Supplied passage:
______

[DGD]parse_string

[Par Winzell]

 > I wanna do some simple string replacements using regexp, but can't see an
 > easy way of doing it.  It looks like the parse_string() kfun will be able
 > to do it, if I could only work out what the hell the parse_string function
 > actually does.

Yes, parse_string()'s functionality easily encompasses (and exceeds)
regexp parsing. You feed it a grammar and the string to be parsed and
it tries to deconstruct the latter using the rules of the former.

It is a very generic mechanism that takes some getting used to, and
the reason it is presented in the documentation without examples and
such is probably that any decent computer science graduate will have
taken at least one course where he is forced to soak his mind in the
details of context-free parsing.

Here is a very simple grammar:

	whitespace = /[ ]+/
	colour = /blue/
	colour = /red/
	noun = /[a-zA-Z]+/

	Nonsense: colour noun
	Nonsense: Nonsense 'and' colour noun


The parsing does two things: first it chops the string into 'tokens',
and you instruct it precisely how to do that using the first bunch of
lines (in regexp format); spaces become whitespace, 'blue' and 'red'
are immediately dubbed 'colour', and any other string of letters is
a noun.

______

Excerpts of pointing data
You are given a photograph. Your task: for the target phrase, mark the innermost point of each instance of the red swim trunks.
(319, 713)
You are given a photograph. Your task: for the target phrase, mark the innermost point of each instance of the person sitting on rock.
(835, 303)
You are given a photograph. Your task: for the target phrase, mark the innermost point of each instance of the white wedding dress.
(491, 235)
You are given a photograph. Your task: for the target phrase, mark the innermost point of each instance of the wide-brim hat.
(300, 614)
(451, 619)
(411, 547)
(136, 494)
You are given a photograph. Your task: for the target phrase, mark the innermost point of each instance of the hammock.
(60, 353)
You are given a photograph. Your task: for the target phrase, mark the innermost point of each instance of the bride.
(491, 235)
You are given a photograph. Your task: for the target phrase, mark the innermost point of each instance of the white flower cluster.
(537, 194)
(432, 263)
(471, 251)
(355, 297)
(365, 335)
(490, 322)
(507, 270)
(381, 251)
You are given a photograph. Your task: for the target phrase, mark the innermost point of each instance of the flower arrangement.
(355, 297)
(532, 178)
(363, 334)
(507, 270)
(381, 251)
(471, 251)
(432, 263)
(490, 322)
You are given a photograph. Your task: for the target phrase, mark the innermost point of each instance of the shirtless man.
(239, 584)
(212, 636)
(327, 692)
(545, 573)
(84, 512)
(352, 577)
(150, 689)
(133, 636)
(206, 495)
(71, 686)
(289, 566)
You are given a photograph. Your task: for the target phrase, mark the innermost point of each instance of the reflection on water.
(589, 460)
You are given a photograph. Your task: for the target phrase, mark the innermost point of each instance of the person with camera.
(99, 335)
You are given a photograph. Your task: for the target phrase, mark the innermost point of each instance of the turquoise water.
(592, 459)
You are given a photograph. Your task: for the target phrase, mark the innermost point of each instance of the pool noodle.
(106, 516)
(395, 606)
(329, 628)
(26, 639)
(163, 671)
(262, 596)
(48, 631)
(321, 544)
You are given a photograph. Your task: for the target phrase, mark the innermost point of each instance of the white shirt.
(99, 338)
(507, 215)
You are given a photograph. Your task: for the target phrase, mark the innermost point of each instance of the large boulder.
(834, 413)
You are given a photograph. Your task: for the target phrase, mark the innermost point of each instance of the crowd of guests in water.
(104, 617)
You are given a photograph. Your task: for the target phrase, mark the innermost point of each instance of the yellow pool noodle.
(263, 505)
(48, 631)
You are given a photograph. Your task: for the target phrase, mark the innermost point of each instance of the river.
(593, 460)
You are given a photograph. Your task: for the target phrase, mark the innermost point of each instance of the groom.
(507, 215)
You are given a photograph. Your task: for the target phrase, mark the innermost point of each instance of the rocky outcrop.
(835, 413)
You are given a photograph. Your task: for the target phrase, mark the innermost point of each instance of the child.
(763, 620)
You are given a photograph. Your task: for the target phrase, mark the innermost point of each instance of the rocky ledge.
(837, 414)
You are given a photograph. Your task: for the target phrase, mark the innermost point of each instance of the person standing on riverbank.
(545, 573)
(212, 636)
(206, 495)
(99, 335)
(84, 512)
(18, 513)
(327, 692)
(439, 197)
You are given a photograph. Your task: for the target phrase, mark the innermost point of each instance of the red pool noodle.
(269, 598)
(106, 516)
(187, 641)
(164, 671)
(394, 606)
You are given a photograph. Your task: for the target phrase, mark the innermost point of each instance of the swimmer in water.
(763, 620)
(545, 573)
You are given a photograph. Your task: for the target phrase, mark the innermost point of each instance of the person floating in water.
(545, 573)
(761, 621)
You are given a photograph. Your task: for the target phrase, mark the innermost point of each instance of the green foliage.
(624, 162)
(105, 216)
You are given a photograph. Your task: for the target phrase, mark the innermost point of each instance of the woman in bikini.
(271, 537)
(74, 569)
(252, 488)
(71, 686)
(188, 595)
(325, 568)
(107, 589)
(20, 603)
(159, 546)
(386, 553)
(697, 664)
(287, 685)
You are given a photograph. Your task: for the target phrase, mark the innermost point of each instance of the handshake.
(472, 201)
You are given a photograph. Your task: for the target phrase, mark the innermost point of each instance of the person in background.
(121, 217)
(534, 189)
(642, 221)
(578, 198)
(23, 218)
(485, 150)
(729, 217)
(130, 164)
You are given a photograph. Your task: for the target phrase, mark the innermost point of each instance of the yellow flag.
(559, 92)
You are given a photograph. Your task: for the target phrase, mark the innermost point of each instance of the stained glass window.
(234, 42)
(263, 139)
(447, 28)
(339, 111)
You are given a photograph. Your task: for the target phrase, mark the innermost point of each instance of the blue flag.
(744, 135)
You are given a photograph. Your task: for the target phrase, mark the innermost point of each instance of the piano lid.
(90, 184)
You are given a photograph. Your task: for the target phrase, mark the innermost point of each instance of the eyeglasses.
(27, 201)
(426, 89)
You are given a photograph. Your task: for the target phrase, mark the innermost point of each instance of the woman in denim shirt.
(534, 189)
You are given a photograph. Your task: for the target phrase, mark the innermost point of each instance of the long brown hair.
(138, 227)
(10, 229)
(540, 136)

______

Given exercise A: List every regular-expression pattern that appears in the sample grammar in the parse_string post.
Given exercise B: Based on the parse_string post, is each of these statements true? (i) parse_string() is given a grammar along with the string to be parsed. (ii) The documentation presents parse_string() with examples. (iii) In the sample grammar, the string 'blue' is treated as a noun. For each one, answer yes or no and quote the words from the post that decide it.
None of this data is used by any task.

Written response A: /[ ]+/, /blue/, /red/, /[a-zA-Z]+/

Written response B:
(i) Yes: "You feed it a grammar and the string to be parsed"
(ii) No: "it is presented in the documentation without examples"
(iii) No: "'blue' and 'red' are immediately dubbed 'colour'"